"""

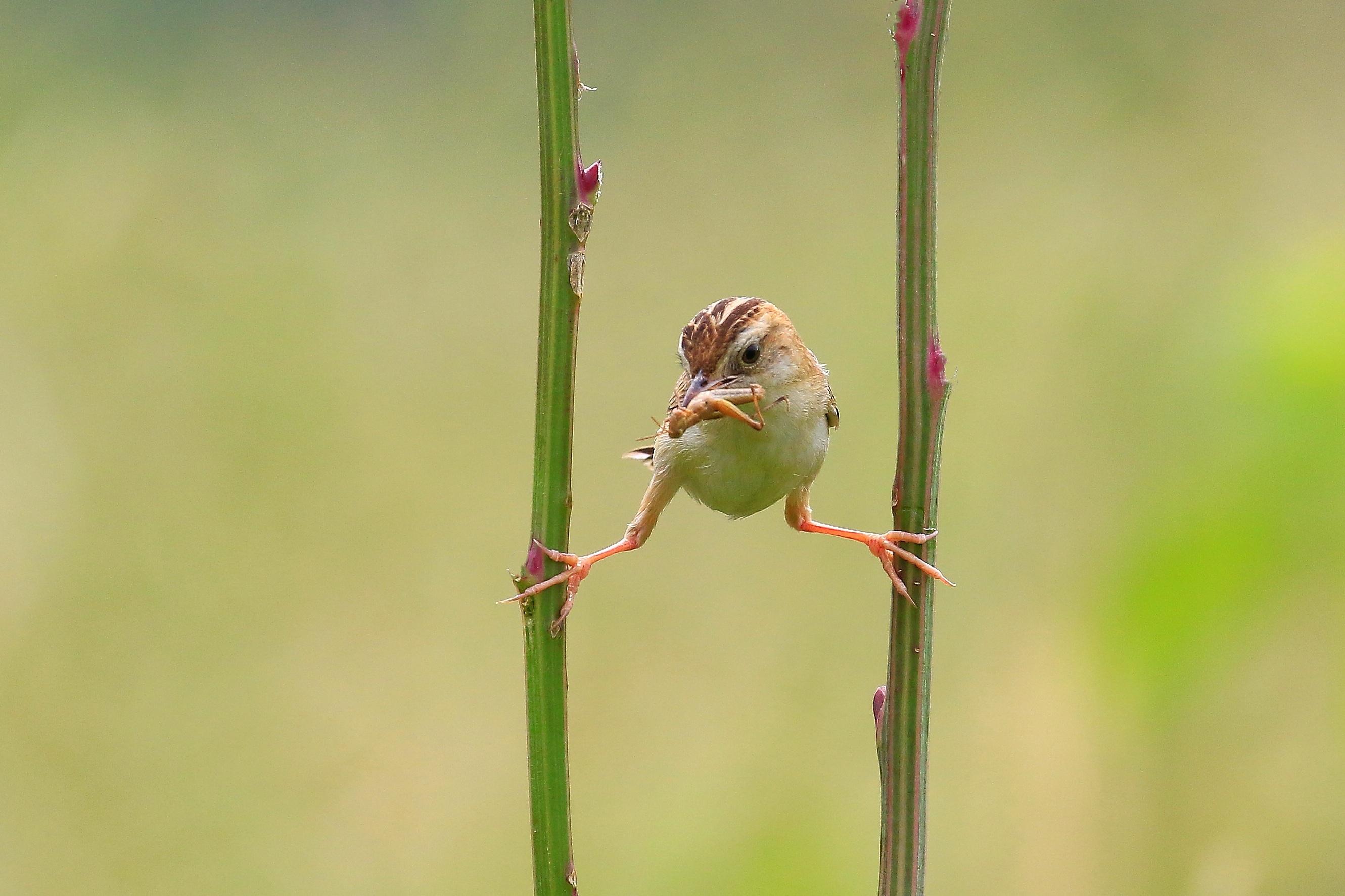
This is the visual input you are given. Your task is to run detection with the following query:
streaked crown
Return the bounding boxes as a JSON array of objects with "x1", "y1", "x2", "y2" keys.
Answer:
[{"x1": 680, "y1": 296, "x2": 783, "y2": 375}]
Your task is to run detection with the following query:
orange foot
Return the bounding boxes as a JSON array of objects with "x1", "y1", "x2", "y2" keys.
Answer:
[
  {"x1": 855, "y1": 524, "x2": 952, "y2": 609},
  {"x1": 499, "y1": 538, "x2": 639, "y2": 636}
]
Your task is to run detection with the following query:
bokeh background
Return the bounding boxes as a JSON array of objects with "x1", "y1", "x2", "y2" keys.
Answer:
[{"x1": 0, "y1": 0, "x2": 1345, "y2": 896}]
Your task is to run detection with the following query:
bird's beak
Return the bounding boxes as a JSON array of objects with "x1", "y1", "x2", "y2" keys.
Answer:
[{"x1": 682, "y1": 374, "x2": 710, "y2": 408}]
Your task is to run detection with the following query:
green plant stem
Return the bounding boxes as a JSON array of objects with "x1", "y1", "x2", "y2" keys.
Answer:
[
  {"x1": 878, "y1": 0, "x2": 950, "y2": 896},
  {"x1": 517, "y1": 0, "x2": 596, "y2": 896}
]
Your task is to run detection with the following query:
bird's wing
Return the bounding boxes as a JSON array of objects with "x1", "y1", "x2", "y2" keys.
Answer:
[{"x1": 621, "y1": 445, "x2": 654, "y2": 469}]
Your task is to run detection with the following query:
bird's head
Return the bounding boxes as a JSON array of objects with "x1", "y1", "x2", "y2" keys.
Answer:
[{"x1": 678, "y1": 297, "x2": 818, "y2": 408}]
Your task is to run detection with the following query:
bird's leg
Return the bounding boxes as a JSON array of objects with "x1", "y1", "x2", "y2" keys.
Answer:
[
  {"x1": 663, "y1": 384, "x2": 765, "y2": 439},
  {"x1": 784, "y1": 486, "x2": 952, "y2": 609},
  {"x1": 499, "y1": 462, "x2": 680, "y2": 635}
]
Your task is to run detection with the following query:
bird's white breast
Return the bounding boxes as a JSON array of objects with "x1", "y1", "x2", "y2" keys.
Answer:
[{"x1": 654, "y1": 390, "x2": 828, "y2": 516}]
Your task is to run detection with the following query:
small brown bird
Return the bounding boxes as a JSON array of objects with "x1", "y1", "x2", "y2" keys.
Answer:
[{"x1": 500, "y1": 297, "x2": 952, "y2": 632}]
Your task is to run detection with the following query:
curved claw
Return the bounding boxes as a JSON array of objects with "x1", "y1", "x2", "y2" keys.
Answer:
[
  {"x1": 888, "y1": 542, "x2": 956, "y2": 588},
  {"x1": 533, "y1": 538, "x2": 580, "y2": 567},
  {"x1": 869, "y1": 540, "x2": 920, "y2": 609}
]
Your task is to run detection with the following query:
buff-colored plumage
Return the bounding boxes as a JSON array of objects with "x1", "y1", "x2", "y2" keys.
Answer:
[
  {"x1": 510, "y1": 297, "x2": 947, "y2": 631},
  {"x1": 653, "y1": 299, "x2": 838, "y2": 516}
]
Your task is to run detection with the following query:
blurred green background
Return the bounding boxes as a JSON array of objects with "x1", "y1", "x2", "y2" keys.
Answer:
[{"x1": 0, "y1": 0, "x2": 1345, "y2": 896}]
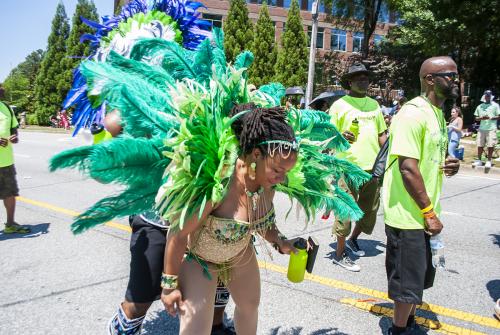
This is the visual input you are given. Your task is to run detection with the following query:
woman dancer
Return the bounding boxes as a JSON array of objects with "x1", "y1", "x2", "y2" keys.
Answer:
[{"x1": 162, "y1": 105, "x2": 298, "y2": 334}]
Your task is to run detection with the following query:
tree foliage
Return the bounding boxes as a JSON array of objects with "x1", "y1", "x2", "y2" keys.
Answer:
[
  {"x1": 393, "y1": 0, "x2": 500, "y2": 87},
  {"x1": 58, "y1": 0, "x2": 99, "y2": 98},
  {"x1": 223, "y1": 0, "x2": 253, "y2": 62},
  {"x1": 275, "y1": 0, "x2": 309, "y2": 86},
  {"x1": 35, "y1": 2, "x2": 69, "y2": 125},
  {"x1": 375, "y1": 0, "x2": 500, "y2": 122},
  {"x1": 250, "y1": 2, "x2": 277, "y2": 87},
  {"x1": 3, "y1": 49, "x2": 43, "y2": 113}
]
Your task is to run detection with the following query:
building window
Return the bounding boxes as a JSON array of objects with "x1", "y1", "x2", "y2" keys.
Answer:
[
  {"x1": 352, "y1": 32, "x2": 363, "y2": 52},
  {"x1": 331, "y1": 29, "x2": 347, "y2": 51},
  {"x1": 202, "y1": 13, "x2": 222, "y2": 28},
  {"x1": 307, "y1": 26, "x2": 325, "y2": 49}
]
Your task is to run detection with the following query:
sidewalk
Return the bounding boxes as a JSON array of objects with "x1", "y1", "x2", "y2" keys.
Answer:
[{"x1": 460, "y1": 160, "x2": 500, "y2": 175}]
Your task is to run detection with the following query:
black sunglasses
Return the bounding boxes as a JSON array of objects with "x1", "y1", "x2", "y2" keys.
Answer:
[{"x1": 429, "y1": 72, "x2": 459, "y2": 81}]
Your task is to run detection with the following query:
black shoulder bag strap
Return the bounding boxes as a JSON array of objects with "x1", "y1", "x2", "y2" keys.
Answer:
[{"x1": 372, "y1": 103, "x2": 418, "y2": 182}]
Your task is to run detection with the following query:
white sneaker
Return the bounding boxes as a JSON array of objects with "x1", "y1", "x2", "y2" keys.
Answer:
[
  {"x1": 333, "y1": 252, "x2": 361, "y2": 272},
  {"x1": 345, "y1": 239, "x2": 365, "y2": 257}
]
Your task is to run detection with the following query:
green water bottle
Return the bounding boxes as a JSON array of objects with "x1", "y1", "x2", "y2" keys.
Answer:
[
  {"x1": 349, "y1": 119, "x2": 359, "y2": 141},
  {"x1": 287, "y1": 238, "x2": 307, "y2": 283}
]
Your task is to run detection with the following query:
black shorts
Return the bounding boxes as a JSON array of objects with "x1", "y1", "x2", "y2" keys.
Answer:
[
  {"x1": 125, "y1": 215, "x2": 168, "y2": 303},
  {"x1": 125, "y1": 215, "x2": 229, "y2": 307},
  {"x1": 0, "y1": 165, "x2": 19, "y2": 200},
  {"x1": 385, "y1": 225, "x2": 436, "y2": 305}
]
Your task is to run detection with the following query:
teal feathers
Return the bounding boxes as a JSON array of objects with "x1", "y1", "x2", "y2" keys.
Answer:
[{"x1": 50, "y1": 26, "x2": 370, "y2": 233}]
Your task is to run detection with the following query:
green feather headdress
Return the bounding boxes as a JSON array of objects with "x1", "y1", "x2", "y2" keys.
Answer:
[{"x1": 50, "y1": 30, "x2": 369, "y2": 233}]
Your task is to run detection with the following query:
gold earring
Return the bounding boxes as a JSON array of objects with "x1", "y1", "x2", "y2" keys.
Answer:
[{"x1": 248, "y1": 162, "x2": 257, "y2": 180}]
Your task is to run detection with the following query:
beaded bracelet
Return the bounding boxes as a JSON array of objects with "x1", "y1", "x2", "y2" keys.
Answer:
[
  {"x1": 420, "y1": 202, "x2": 434, "y2": 214},
  {"x1": 160, "y1": 273, "x2": 179, "y2": 290},
  {"x1": 422, "y1": 210, "x2": 436, "y2": 219}
]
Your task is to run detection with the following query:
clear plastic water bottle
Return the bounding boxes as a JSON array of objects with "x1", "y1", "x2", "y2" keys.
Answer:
[{"x1": 429, "y1": 234, "x2": 445, "y2": 269}]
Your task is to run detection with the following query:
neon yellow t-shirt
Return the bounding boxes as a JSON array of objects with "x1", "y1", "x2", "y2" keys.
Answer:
[
  {"x1": 383, "y1": 97, "x2": 448, "y2": 229},
  {"x1": 328, "y1": 95, "x2": 387, "y2": 170},
  {"x1": 0, "y1": 101, "x2": 18, "y2": 167}
]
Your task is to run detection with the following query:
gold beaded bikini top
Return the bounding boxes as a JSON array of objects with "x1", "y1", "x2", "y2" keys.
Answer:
[{"x1": 188, "y1": 207, "x2": 276, "y2": 264}]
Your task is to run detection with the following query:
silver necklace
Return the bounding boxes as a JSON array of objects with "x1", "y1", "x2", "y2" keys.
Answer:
[{"x1": 245, "y1": 186, "x2": 264, "y2": 211}]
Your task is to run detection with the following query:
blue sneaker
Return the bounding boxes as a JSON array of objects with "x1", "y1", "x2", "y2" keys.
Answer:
[{"x1": 108, "y1": 306, "x2": 146, "y2": 335}]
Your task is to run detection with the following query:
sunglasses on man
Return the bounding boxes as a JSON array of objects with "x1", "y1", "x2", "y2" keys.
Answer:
[{"x1": 428, "y1": 72, "x2": 459, "y2": 81}]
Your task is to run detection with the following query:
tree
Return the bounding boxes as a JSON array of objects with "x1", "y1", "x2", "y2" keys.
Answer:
[
  {"x1": 35, "y1": 2, "x2": 69, "y2": 125},
  {"x1": 322, "y1": 0, "x2": 386, "y2": 59},
  {"x1": 4, "y1": 49, "x2": 43, "y2": 113},
  {"x1": 58, "y1": 0, "x2": 99, "y2": 99},
  {"x1": 275, "y1": 0, "x2": 309, "y2": 86},
  {"x1": 378, "y1": 0, "x2": 500, "y2": 122},
  {"x1": 250, "y1": 1, "x2": 277, "y2": 87},
  {"x1": 223, "y1": 0, "x2": 253, "y2": 62}
]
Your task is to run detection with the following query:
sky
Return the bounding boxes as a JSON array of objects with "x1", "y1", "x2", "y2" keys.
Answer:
[{"x1": 0, "y1": 0, "x2": 114, "y2": 82}]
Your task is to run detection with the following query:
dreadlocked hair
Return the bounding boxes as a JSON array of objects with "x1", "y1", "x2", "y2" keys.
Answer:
[{"x1": 231, "y1": 103, "x2": 295, "y2": 156}]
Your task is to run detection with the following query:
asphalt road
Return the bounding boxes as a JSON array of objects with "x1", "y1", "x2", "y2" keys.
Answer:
[{"x1": 0, "y1": 132, "x2": 500, "y2": 335}]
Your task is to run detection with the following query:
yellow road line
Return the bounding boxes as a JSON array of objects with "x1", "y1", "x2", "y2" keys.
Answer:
[
  {"x1": 340, "y1": 298, "x2": 486, "y2": 335},
  {"x1": 17, "y1": 197, "x2": 500, "y2": 334},
  {"x1": 17, "y1": 197, "x2": 132, "y2": 232},
  {"x1": 259, "y1": 261, "x2": 500, "y2": 329}
]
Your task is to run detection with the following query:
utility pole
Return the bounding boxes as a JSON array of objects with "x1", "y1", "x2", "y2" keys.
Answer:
[{"x1": 305, "y1": 0, "x2": 318, "y2": 108}]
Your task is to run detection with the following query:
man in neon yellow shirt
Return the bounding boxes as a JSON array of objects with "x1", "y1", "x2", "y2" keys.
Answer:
[
  {"x1": 329, "y1": 63, "x2": 387, "y2": 271},
  {"x1": 383, "y1": 57, "x2": 460, "y2": 335},
  {"x1": 0, "y1": 87, "x2": 30, "y2": 234}
]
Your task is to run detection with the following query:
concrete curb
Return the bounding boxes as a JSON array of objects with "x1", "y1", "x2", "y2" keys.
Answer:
[
  {"x1": 459, "y1": 163, "x2": 500, "y2": 176},
  {"x1": 19, "y1": 126, "x2": 73, "y2": 135}
]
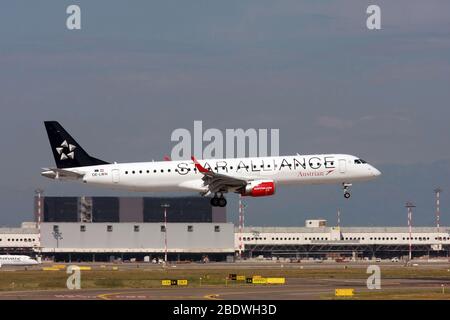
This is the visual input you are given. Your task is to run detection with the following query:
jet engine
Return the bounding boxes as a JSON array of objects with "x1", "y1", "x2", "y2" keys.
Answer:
[{"x1": 241, "y1": 180, "x2": 275, "y2": 197}]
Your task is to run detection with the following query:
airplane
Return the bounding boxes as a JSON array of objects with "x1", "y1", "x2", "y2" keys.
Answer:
[
  {"x1": 0, "y1": 255, "x2": 39, "y2": 268},
  {"x1": 41, "y1": 121, "x2": 381, "y2": 207}
]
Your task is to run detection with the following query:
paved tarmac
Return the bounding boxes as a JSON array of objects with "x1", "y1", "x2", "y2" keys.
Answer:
[{"x1": 0, "y1": 278, "x2": 450, "y2": 300}]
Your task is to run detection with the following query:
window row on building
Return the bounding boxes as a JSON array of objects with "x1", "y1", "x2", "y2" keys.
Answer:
[
  {"x1": 53, "y1": 224, "x2": 220, "y2": 233},
  {"x1": 0, "y1": 238, "x2": 35, "y2": 242}
]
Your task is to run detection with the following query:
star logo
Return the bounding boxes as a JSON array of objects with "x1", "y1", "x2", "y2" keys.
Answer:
[{"x1": 56, "y1": 140, "x2": 77, "y2": 160}]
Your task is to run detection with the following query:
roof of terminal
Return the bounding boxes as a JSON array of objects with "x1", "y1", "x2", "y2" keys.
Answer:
[{"x1": 235, "y1": 227, "x2": 450, "y2": 233}]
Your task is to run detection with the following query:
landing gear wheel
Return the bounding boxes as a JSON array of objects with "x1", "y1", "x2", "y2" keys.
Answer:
[
  {"x1": 342, "y1": 182, "x2": 352, "y2": 199},
  {"x1": 219, "y1": 197, "x2": 227, "y2": 208},
  {"x1": 211, "y1": 197, "x2": 219, "y2": 207}
]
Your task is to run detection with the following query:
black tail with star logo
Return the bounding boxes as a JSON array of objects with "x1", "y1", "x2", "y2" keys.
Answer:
[{"x1": 44, "y1": 121, "x2": 108, "y2": 169}]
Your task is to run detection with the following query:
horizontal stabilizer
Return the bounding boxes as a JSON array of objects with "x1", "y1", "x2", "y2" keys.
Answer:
[{"x1": 41, "y1": 168, "x2": 84, "y2": 180}]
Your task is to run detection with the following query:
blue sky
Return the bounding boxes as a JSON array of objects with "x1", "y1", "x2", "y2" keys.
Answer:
[{"x1": 0, "y1": 0, "x2": 450, "y2": 225}]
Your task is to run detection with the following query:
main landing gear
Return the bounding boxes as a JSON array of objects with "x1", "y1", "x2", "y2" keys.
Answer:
[
  {"x1": 211, "y1": 193, "x2": 227, "y2": 207},
  {"x1": 342, "y1": 182, "x2": 352, "y2": 199}
]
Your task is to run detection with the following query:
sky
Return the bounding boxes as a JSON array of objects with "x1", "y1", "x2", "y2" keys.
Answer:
[{"x1": 0, "y1": 0, "x2": 450, "y2": 226}]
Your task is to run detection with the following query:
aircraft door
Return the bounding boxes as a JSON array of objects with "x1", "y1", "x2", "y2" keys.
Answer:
[
  {"x1": 339, "y1": 159, "x2": 347, "y2": 173},
  {"x1": 112, "y1": 169, "x2": 120, "y2": 183}
]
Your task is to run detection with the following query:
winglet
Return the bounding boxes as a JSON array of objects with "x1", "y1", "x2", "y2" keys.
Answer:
[{"x1": 191, "y1": 156, "x2": 209, "y2": 173}]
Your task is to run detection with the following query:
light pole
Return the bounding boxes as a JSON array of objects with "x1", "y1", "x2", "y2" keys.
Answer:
[
  {"x1": 405, "y1": 201, "x2": 416, "y2": 261},
  {"x1": 239, "y1": 195, "x2": 246, "y2": 259},
  {"x1": 34, "y1": 188, "x2": 44, "y2": 255},
  {"x1": 161, "y1": 203, "x2": 170, "y2": 265},
  {"x1": 434, "y1": 187, "x2": 442, "y2": 234}
]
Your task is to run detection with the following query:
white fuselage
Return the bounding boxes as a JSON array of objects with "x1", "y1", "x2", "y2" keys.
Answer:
[
  {"x1": 43, "y1": 154, "x2": 380, "y2": 192},
  {"x1": 0, "y1": 255, "x2": 38, "y2": 267}
]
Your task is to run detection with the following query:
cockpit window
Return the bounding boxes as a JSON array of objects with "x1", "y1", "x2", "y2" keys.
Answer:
[{"x1": 355, "y1": 159, "x2": 367, "y2": 164}]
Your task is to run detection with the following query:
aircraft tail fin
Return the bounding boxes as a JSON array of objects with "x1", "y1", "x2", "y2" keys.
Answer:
[{"x1": 44, "y1": 121, "x2": 109, "y2": 169}]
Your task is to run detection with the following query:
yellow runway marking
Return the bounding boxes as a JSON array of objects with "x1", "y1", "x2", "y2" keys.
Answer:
[{"x1": 97, "y1": 292, "x2": 123, "y2": 300}]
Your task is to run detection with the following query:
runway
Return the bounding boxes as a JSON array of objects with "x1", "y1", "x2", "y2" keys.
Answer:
[{"x1": 0, "y1": 279, "x2": 450, "y2": 300}]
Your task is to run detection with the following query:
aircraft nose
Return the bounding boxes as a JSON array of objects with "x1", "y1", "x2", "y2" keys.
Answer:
[{"x1": 370, "y1": 166, "x2": 381, "y2": 177}]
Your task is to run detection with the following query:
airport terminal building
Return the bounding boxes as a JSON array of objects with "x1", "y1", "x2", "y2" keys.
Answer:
[
  {"x1": 0, "y1": 197, "x2": 450, "y2": 261},
  {"x1": 35, "y1": 197, "x2": 234, "y2": 261}
]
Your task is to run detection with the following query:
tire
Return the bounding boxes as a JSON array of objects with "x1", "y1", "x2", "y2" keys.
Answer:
[
  {"x1": 211, "y1": 197, "x2": 219, "y2": 207},
  {"x1": 218, "y1": 198, "x2": 227, "y2": 208}
]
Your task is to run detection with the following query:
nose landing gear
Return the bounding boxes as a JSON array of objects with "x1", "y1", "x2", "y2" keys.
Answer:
[
  {"x1": 211, "y1": 193, "x2": 227, "y2": 207},
  {"x1": 342, "y1": 182, "x2": 352, "y2": 199}
]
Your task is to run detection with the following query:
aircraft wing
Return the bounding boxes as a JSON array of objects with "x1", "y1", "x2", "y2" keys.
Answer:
[
  {"x1": 192, "y1": 157, "x2": 248, "y2": 193},
  {"x1": 41, "y1": 168, "x2": 84, "y2": 180}
]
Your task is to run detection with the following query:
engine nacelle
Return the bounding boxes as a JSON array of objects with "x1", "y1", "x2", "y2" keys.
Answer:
[{"x1": 241, "y1": 180, "x2": 275, "y2": 197}]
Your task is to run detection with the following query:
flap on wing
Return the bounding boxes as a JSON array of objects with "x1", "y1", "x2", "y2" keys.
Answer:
[{"x1": 191, "y1": 157, "x2": 248, "y2": 192}]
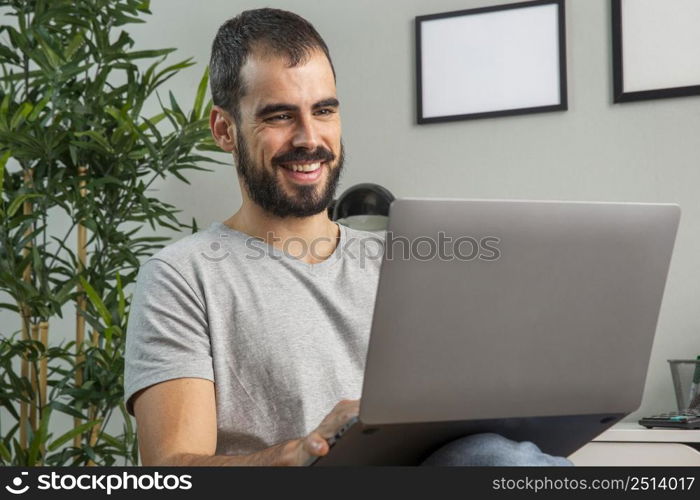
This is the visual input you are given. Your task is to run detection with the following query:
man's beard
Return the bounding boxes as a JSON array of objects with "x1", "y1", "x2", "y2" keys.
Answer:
[{"x1": 235, "y1": 134, "x2": 345, "y2": 217}]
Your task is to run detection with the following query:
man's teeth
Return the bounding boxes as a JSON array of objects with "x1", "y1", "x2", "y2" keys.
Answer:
[{"x1": 284, "y1": 163, "x2": 321, "y2": 172}]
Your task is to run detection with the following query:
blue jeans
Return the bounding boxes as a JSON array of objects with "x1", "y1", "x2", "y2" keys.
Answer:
[{"x1": 421, "y1": 433, "x2": 574, "y2": 466}]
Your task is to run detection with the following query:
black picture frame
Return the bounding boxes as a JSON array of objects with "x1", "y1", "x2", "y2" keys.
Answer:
[
  {"x1": 611, "y1": 0, "x2": 700, "y2": 103},
  {"x1": 415, "y1": 0, "x2": 568, "y2": 124}
]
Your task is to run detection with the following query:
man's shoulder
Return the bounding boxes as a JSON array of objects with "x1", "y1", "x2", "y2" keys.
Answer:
[{"x1": 144, "y1": 223, "x2": 232, "y2": 270}]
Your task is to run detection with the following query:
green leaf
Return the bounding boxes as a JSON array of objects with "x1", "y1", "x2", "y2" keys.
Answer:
[
  {"x1": 49, "y1": 401, "x2": 85, "y2": 420},
  {"x1": 65, "y1": 32, "x2": 85, "y2": 60},
  {"x1": 117, "y1": 271, "x2": 126, "y2": 318},
  {"x1": 10, "y1": 102, "x2": 34, "y2": 130},
  {"x1": 80, "y1": 276, "x2": 112, "y2": 326},
  {"x1": 0, "y1": 151, "x2": 12, "y2": 200},
  {"x1": 48, "y1": 420, "x2": 102, "y2": 451},
  {"x1": 7, "y1": 193, "x2": 41, "y2": 217}
]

"""

— POLECENIE —
Które wiersze wpisów zawierają ciąg „shirt”? Wskaż każdy z nich i przepisz go w całości. Wielkość liter ma znaczenie.

— WYNIK —
neon yellow t-shirt
man in neon yellow shirt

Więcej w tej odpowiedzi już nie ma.